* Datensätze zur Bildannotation
>>>

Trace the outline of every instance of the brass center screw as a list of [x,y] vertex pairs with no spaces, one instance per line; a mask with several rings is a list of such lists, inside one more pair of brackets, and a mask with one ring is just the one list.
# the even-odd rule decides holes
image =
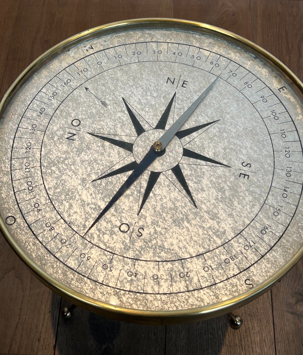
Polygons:
[[153,146],[155,152],[161,152],[162,150],[162,143],[159,141],[156,141],[154,143]]

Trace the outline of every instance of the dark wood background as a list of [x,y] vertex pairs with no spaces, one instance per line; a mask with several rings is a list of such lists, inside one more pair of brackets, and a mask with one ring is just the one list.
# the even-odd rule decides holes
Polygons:
[[[303,79],[301,0],[0,0],[0,97],[26,66],[72,35],[108,22],[175,17],[214,25],[263,47]],[[303,263],[237,312],[188,324],[143,326],[79,308],[59,317],[66,301],[32,276],[0,237],[0,354],[303,354]]]

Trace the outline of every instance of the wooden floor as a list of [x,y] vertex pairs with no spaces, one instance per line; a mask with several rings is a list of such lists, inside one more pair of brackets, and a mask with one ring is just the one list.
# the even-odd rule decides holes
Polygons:
[[[303,80],[303,1],[0,0],[0,97],[50,47],[98,25],[143,17],[205,22],[263,47]],[[32,275],[0,237],[0,354],[301,354],[303,263],[272,290],[226,318],[167,327],[141,326],[80,309],[59,317],[66,302]]]

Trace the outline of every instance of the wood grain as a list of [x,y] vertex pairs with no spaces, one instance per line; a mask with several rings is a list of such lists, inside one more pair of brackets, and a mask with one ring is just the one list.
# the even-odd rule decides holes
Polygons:
[[301,354],[303,349],[303,261],[272,290],[278,355]]
[[[188,19],[234,32],[303,78],[302,1],[0,0],[0,96],[27,65],[59,42],[103,23],[149,17]],[[1,238],[0,354],[302,354],[303,268],[301,262],[271,293],[239,310],[244,324],[238,331],[228,327],[225,316],[157,327],[77,308],[67,320],[58,318],[60,297],[31,275]]]
[[250,0],[252,40],[303,80],[303,1]]
[[238,331],[226,316],[204,322],[167,327],[167,355],[274,355],[270,294],[235,311],[243,324]]
[[52,297],[2,236],[0,251],[0,352],[53,354],[60,297]]
[[[64,306],[67,304],[62,302]],[[55,353],[161,355],[165,339],[164,326],[117,322],[76,308],[72,318],[59,320]]]

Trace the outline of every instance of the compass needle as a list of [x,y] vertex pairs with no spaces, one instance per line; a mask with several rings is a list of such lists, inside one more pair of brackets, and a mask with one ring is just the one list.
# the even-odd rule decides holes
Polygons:
[[302,112],[298,78],[227,31],[153,18],[82,32],[0,103],[0,229],[102,315],[231,312],[303,255]]

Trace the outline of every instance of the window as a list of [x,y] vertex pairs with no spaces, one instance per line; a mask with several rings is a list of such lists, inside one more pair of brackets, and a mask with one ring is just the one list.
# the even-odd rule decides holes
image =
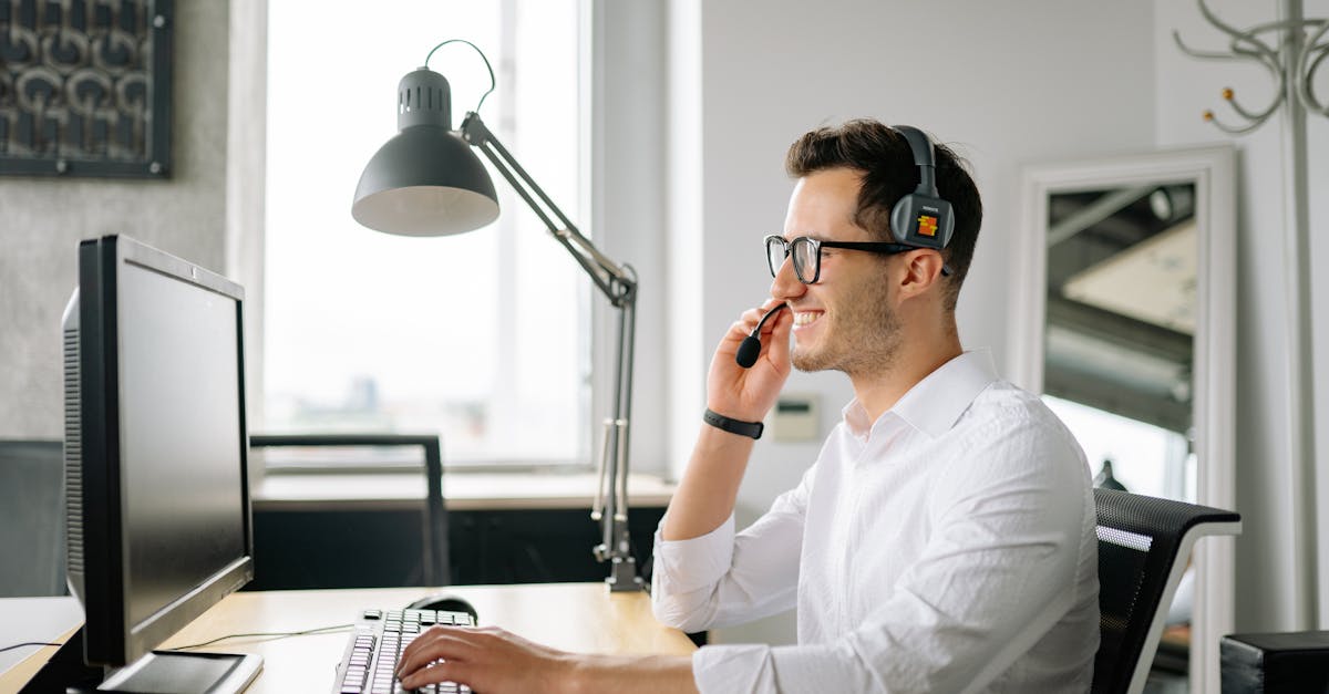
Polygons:
[[[494,66],[485,122],[585,223],[578,12],[270,3],[264,431],[439,432],[448,465],[589,460],[589,285],[506,181],[490,172],[502,213],[470,234],[400,238],[351,218],[360,172],[397,132],[397,81],[466,39]],[[429,66],[457,128],[489,88],[484,64],[452,44]]]

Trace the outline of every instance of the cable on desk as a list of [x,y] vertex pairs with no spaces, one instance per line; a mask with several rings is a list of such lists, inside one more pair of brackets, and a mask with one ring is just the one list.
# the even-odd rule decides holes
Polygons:
[[[318,629],[306,629],[304,632],[259,632],[259,633],[253,633],[253,634],[227,634],[227,636],[223,636],[223,637],[217,637],[217,638],[214,638],[211,641],[203,641],[202,643],[190,643],[187,646],[175,646],[173,649],[166,649],[166,650],[201,649],[203,646],[211,646],[213,643],[217,643],[218,641],[226,641],[227,638],[271,638],[271,639],[275,641],[278,638],[290,638],[290,637],[298,637],[298,636],[312,636],[312,634],[335,633],[335,632],[342,632],[342,630],[346,630],[346,629],[351,629],[352,626],[355,626],[355,625],[354,624],[339,624],[336,626],[320,626]],[[58,643],[54,643],[54,645],[58,646]]]
[[23,643],[15,643],[12,646],[0,647],[0,653],[4,653],[7,650],[13,650],[13,649],[21,649],[24,646],[64,646],[64,643],[47,643],[45,641],[27,641],[27,642],[23,642]]

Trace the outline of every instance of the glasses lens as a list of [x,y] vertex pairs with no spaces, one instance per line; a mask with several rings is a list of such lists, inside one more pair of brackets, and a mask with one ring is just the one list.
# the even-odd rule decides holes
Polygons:
[[812,283],[817,278],[817,246],[811,238],[799,237],[793,239],[793,269],[799,273],[799,282]]
[[788,254],[789,249],[783,238],[766,237],[766,265],[771,269],[771,277],[780,274],[780,266],[784,265],[784,258]]

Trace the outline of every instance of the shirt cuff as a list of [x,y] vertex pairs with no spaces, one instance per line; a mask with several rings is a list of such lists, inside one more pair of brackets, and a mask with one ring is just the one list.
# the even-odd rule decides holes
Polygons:
[[777,691],[771,646],[702,646],[692,653],[692,681],[702,694]]
[[[661,520],[661,526],[664,520]],[[734,515],[714,530],[688,540],[664,540],[655,528],[655,580],[661,588],[687,593],[714,585],[734,560]]]

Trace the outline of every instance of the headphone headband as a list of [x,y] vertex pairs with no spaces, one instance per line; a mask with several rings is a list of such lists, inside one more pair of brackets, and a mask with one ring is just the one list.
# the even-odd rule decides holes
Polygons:
[[890,209],[890,234],[896,242],[920,249],[941,250],[950,242],[956,218],[950,203],[937,191],[936,152],[932,140],[912,125],[896,125],[918,166],[918,187]]

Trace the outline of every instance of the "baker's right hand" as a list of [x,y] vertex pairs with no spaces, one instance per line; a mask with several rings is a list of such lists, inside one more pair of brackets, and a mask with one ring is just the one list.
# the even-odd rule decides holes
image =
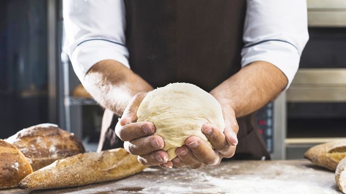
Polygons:
[[140,93],[132,98],[115,126],[115,133],[124,142],[124,148],[137,155],[141,163],[169,168],[173,164],[167,162],[168,154],[160,150],[165,146],[163,139],[153,135],[156,131],[154,124],[147,121],[137,122],[137,110],[146,94]]

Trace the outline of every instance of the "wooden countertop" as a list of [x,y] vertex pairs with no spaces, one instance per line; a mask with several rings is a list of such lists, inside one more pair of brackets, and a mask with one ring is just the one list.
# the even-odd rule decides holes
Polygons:
[[334,173],[307,160],[234,161],[201,170],[161,169],[118,181],[69,188],[0,190],[4,194],[35,193],[342,193]]

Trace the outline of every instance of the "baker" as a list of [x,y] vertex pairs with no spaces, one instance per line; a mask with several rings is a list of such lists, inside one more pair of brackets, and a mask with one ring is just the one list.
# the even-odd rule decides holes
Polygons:
[[[107,108],[99,150],[116,144],[115,114],[122,115],[115,134],[144,164],[195,168],[232,156],[269,158],[255,111],[287,88],[298,69],[309,37],[306,1],[74,0],[63,10],[64,50]],[[174,82],[209,92],[225,126],[201,128],[214,149],[192,136],[168,161],[164,140],[153,135],[152,123],[136,122],[136,110],[145,92]]]

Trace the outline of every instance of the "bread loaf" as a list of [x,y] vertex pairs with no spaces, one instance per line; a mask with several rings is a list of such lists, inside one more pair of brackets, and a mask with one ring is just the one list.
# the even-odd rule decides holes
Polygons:
[[26,177],[19,187],[44,189],[84,185],[123,178],[145,168],[136,156],[122,148],[88,152],[57,160]]
[[336,167],[335,180],[340,190],[346,193],[346,157]]
[[304,157],[319,166],[334,171],[339,162],[346,157],[346,140],[313,147],[308,150]]
[[16,187],[32,172],[29,162],[14,146],[0,140],[0,189]]
[[83,144],[73,134],[53,124],[24,128],[6,141],[23,153],[34,171],[57,159],[85,152]]

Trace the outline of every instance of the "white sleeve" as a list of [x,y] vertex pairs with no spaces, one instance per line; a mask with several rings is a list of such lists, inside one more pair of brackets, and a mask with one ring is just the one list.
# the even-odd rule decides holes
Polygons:
[[114,59],[129,68],[122,0],[64,0],[63,17],[64,50],[81,82],[102,60]]
[[306,1],[248,0],[241,66],[263,60],[280,69],[288,88],[309,39]]

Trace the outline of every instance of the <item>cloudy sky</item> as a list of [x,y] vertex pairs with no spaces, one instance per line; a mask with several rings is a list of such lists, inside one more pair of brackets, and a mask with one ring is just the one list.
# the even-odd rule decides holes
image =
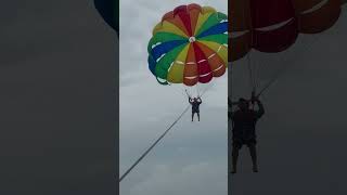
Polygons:
[[90,0],[0,10],[0,194],[115,194],[115,32]]
[[[227,13],[227,1],[197,0]],[[160,86],[147,68],[147,42],[163,14],[183,0],[120,1],[120,173],[188,105],[182,86]],[[188,112],[120,184],[121,195],[227,194],[227,82],[214,80],[201,122]],[[196,93],[193,89],[192,92]]]

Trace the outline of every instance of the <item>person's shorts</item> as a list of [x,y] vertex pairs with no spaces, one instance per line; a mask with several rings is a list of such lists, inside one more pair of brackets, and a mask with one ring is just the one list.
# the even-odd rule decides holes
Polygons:
[[243,145],[247,145],[249,147],[249,146],[254,146],[256,144],[257,144],[256,139],[249,139],[249,140],[233,139],[232,140],[232,145],[233,145],[233,147],[236,147],[236,148],[242,148]]

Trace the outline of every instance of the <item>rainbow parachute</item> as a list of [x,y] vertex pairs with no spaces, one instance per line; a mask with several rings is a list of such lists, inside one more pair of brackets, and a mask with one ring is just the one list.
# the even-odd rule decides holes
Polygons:
[[147,52],[159,83],[207,83],[228,66],[228,17],[210,6],[178,6],[154,27]]

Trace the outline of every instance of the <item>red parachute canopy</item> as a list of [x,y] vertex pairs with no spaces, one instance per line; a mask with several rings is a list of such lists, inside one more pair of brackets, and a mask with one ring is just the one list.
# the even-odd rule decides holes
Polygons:
[[229,3],[229,61],[252,49],[275,53],[299,34],[319,34],[338,20],[346,0],[233,0]]

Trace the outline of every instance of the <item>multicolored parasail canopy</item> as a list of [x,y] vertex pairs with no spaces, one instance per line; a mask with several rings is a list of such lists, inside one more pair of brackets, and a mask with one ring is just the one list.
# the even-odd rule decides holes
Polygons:
[[149,67],[162,84],[206,83],[228,66],[228,18],[210,6],[180,5],[166,13],[149,42]]
[[234,0],[229,3],[231,37],[229,60],[252,49],[281,52],[299,34],[318,34],[332,27],[346,0]]

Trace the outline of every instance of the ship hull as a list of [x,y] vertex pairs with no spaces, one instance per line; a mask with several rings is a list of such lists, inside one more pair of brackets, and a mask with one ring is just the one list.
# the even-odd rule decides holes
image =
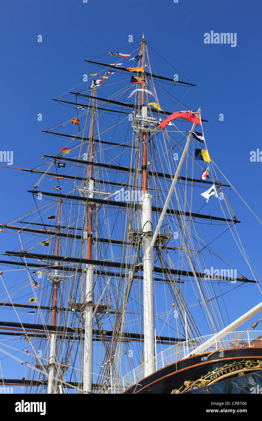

<<<

Gib die Zeilen des Materials von der Zeile mit „Trace the outline of every instance of the <item>multicolored“ bis zum Ende des Materials einschließlich Anfangszeile unverändert wieder. Lass die Bilder dabei weg.

Trace the outline of every instance of the <item>multicolored parasail canopy</item> as a list of [x,y] vertex pairs with no spaces, one instance per line; a mask with several rings is a list of such lists, inside one more pair of brackets, and a mask with one ring is just the one list.
# the even-odd rule decides holes
Polygons:
[[149,67],[162,84],[206,83],[228,66],[228,18],[210,6],[180,5],[166,13],[149,42]]
[[234,0],[229,3],[231,37],[229,60],[252,49],[281,52],[299,34],[318,34],[332,27],[346,0]]

Trace the outline of every instance of the ship hull as a list of [x,y] vertex pairs with no spaces, one instance per line; a mask with several rings is a list of such lists, inside one more pair of brackets, and a mask with one ring is just the one list.
# the even-odd rule decides holes
image =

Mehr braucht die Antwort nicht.